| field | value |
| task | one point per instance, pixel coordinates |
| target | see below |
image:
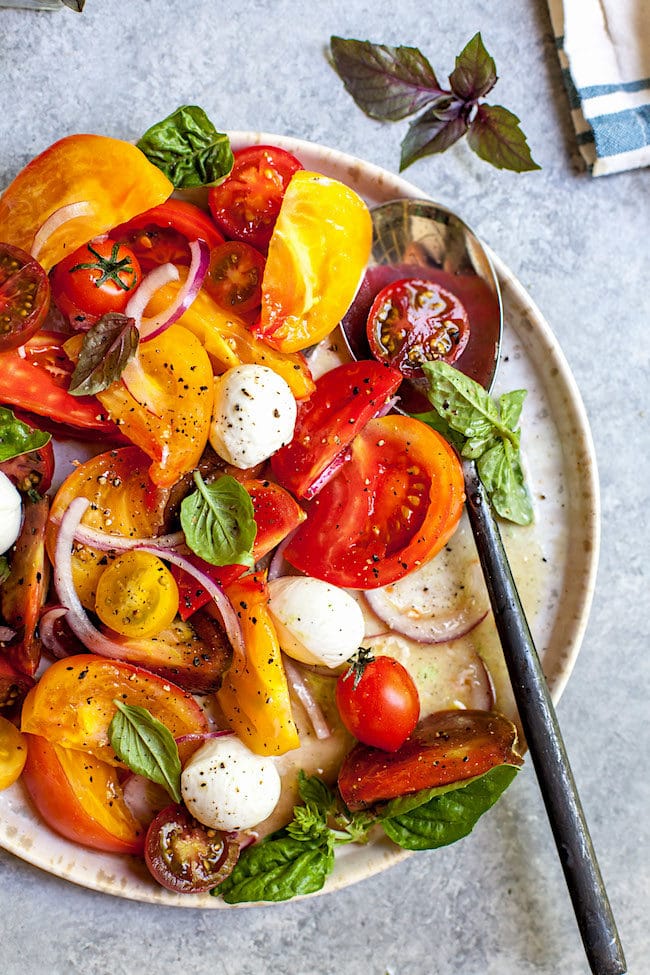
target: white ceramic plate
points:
(554, 562)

DOEL:
Typ alle gegevens hierboven regel voor regel over, zonder de afbeeldingen.

UITWERKING:
| field | value |
| task | one point per instance, pixel coordinates |
| target | see below |
image:
target: white ceramic plate
points:
(554, 562)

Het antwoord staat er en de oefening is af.